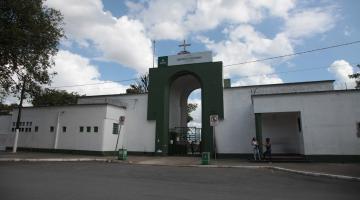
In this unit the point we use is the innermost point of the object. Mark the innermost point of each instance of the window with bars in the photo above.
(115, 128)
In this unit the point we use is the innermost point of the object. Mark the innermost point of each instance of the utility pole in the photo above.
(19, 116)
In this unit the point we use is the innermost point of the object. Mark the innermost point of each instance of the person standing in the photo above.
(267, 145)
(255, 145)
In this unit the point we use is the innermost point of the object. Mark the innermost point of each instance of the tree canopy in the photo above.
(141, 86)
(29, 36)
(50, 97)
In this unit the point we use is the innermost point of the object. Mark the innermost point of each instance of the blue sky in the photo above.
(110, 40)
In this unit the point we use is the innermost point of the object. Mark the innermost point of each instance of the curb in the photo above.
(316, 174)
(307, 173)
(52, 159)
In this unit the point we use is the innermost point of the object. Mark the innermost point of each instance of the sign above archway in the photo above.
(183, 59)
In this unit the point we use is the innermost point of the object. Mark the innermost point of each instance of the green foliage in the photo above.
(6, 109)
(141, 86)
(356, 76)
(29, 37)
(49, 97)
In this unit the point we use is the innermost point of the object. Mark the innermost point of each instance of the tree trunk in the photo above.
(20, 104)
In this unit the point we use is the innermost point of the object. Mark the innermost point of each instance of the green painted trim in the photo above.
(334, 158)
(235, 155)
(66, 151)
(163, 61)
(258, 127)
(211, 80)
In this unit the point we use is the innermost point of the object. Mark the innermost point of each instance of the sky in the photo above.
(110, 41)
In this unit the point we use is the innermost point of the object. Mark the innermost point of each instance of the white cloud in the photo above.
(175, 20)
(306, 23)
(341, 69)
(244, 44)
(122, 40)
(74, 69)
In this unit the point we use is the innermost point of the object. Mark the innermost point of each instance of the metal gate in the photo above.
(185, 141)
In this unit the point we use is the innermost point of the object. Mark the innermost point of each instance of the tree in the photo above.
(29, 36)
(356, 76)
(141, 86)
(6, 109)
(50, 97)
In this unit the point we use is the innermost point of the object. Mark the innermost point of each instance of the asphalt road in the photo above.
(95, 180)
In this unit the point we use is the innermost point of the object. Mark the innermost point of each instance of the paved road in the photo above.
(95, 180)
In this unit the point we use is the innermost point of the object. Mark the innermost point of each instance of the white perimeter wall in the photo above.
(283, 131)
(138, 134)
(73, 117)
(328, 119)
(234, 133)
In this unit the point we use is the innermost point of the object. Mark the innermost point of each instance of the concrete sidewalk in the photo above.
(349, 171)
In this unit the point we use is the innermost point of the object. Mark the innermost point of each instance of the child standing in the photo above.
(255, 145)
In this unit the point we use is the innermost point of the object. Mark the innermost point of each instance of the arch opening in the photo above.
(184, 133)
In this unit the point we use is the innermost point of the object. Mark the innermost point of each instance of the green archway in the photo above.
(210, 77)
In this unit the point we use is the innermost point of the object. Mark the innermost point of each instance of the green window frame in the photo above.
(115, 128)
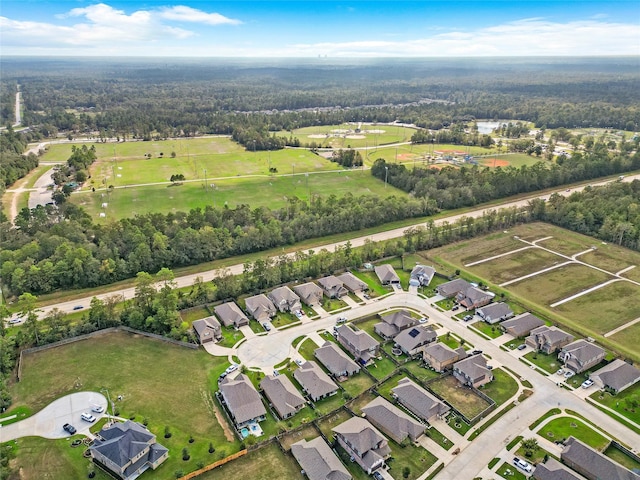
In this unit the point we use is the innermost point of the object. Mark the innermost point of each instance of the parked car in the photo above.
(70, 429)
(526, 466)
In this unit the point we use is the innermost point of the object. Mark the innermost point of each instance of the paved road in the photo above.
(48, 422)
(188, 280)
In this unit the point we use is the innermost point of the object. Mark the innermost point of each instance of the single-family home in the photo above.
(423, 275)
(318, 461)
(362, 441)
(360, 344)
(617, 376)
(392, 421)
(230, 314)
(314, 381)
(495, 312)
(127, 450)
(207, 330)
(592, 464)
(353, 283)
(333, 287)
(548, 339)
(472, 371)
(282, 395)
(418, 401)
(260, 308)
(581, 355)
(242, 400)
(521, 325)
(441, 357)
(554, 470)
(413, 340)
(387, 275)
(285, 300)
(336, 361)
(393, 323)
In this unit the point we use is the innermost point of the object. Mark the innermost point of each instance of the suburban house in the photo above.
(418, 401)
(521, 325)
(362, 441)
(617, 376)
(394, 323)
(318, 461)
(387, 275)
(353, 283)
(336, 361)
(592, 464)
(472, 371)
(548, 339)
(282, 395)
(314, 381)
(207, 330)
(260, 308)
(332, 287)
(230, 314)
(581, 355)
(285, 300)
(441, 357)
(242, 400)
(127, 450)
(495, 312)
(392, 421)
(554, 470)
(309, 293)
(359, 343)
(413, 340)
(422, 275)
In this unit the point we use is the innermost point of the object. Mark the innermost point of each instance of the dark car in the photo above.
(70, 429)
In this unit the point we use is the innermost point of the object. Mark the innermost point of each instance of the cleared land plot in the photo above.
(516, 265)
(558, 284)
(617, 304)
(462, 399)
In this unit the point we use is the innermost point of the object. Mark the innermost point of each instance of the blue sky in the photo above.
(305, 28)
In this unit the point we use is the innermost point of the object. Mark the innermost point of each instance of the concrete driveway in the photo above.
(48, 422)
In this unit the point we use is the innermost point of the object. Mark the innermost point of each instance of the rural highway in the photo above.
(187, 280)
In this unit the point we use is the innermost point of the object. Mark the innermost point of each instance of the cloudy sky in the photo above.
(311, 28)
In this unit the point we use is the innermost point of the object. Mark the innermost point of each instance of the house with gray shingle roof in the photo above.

# # # # #

Repeat the records above verbatim. Include none of the pictures.

In this unit the point we use is the innermost point of the object. Mark the innermost point of each instance of the window with bars in the photo above.
(115, 128)
In this unit the point we use is the innermost point of the object. Mark the innermost point of each instance of the utility pole in the photo above.
(19, 116)
In this unit the point we use is the innermost point of the object. Mark the innermost point of each instance of the person standing in the photo above.
(267, 145)
(255, 145)
In this unit the point we use is the innermost point of the object. Mark the innermost point of each instance of the tree canopy in the photo above.
(141, 86)
(29, 36)
(50, 97)
In this unit the point we use is the innermost point of the object. Mark the innermost point of each instance of the blue sky in the photo above.
(110, 40)
In this unit the point we use is the innermost point of the object. Mark the innermost point of each instance of the curb in the photo above.
(316, 174)
(307, 173)
(52, 159)
In this unit the point we use is the innermost point of the object. Mark the innermost point of each instance of the sign above archway in the photo above.
(183, 59)
In this unit the point we use is the innermost point of the object. Mark the innermost point of each instance of the green foliage in the photo above.
(6, 109)
(141, 86)
(356, 76)
(29, 37)
(49, 97)
In this unit the point we use is the innermost point of the object. Mark the innermost point of each instance of the tree trunk in the photo above.
(20, 104)
In this unit the point we use is the innermost point of the object. Mark the innermost point of each instance of the green painted trim in the photo above.
(334, 158)
(235, 155)
(66, 151)
(163, 61)
(258, 127)
(211, 80)
In this unit the point we use is the innermost point of the object. Mark the innermost point of each instance of the sky in the photo above.
(110, 41)
In this unit the point we use is the innermost point of the object. Mark the innermost point of each instance of the white cloud in the photo above.
(175, 20)
(306, 23)
(341, 69)
(244, 44)
(122, 40)
(74, 69)
In this unit the point we use is the innermost point of the object. Mark the innermost point of each instance of the metal gate in the photo above.
(185, 141)
In this unit the point we use is the innermost point of the object. Mark the innermost point of each instance of the tree in the photo above.
(29, 36)
(356, 76)
(141, 86)
(6, 109)
(50, 97)
In this unit the point we use is the innermost point of the object. Mark the innermost point of each instance of the asphalt road in the photo above.
(95, 180)
In this unit the point we use is the innermost point of the object. Mark the innermost point of each instance of the paved road in the photo above.
(95, 180)
In this unit the point we use is the innermost point of the object. Mark the innermost point of each instance of the white perimeter wall in the photo above.
(283, 131)
(138, 134)
(73, 117)
(328, 119)
(234, 133)
In this unit the point we use is the innermost point of the object. Mark the innermost point of each instance of the concrete sidewalk in the photo above.
(349, 171)
In this unit the point we use is the innermost point of the object. Mark the innermost point of each instance of the child standing in the photo above.
(255, 145)
In this unit the point we use is the innermost point of the object. Mark the innermost point of each instance of the arch opening in the photo above.
(184, 133)
In this unit the point we use is the innermost point of the object. Mark the innermost point of each instance of the green archway in the photo above.
(210, 77)
In this unit the point we use is the innermost point of the object. Mark the innermost point of each instance of the green window frame in the photo above.
(115, 128)
In this unit the point we use is the innermost point of the object. Mark the innermost point of each instance of the parked car in the photo above.
(70, 429)
(526, 466)
In this unit the point we use is the innermost point of the object. Mark the innermost point of each instance of the paved road in the photo above.
(48, 422)
(188, 280)
In this unit the point we use is the innermost point of the object. Mark the innermost point of each instance of the single-family home in the photo above.
(423, 275)
(318, 461)
(362, 441)
(360, 344)
(617, 376)
(392, 421)
(230, 314)
(314, 381)
(495, 312)
(127, 450)
(207, 330)
(592, 464)
(353, 283)
(333, 287)
(548, 339)
(472, 371)
(282, 395)
(418, 401)
(260, 308)
(581, 355)
(242, 400)
(521, 325)
(441, 357)
(554, 470)
(413, 340)
(387, 275)
(285, 300)
(336, 361)
(393, 323)
In this unit the point we use is the innermost point of the object. Mark the innermost point of each instance of the suburban house in the photo above.
(418, 401)
(521, 325)
(362, 441)
(617, 376)
(394, 323)
(318, 461)
(387, 275)
(353, 283)
(336, 361)
(592, 464)
(472, 371)
(548, 339)
(282, 395)
(314, 381)
(207, 330)
(260, 308)
(332, 287)
(230, 314)
(581, 355)
(285, 300)
(441, 357)
(242, 400)
(127, 450)
(495, 312)
(392, 421)
(554, 470)
(309, 293)
(359, 343)
(413, 340)
(422, 275)
In this unit the point we use is the innermost point of the object. Mark the innermost point of each instance of the dark car in the photo above.
(70, 429)
In this unit the point we use is the innermost point of the object. Mark the innermost point of each instance of the cleared land plot in the photo above.
(516, 265)
(558, 284)
(617, 304)
(462, 399)
In this unit the point we use is the innermost point of the object. Mark the innermost point of each instance of the blue sky in the photo above.
(305, 28)
In this unit the point we use is the innermost point of the object. Mark the innermost point of each instance of the concrete driveway in the photo above.
(48, 422)
In this unit the point we use is the innermost point of the object. Mark the innermost point of each instance of the rural highway in the photo above.
(187, 280)
In this unit the point we use is the innermost point of the object. Mark the innermost point of each instance of the cloudy sky in the photo above.
(311, 28)
In this unit the point we use is the innermost point of the object. Mark the innermost point of each instance of the house with gray shingle roof in the photo above.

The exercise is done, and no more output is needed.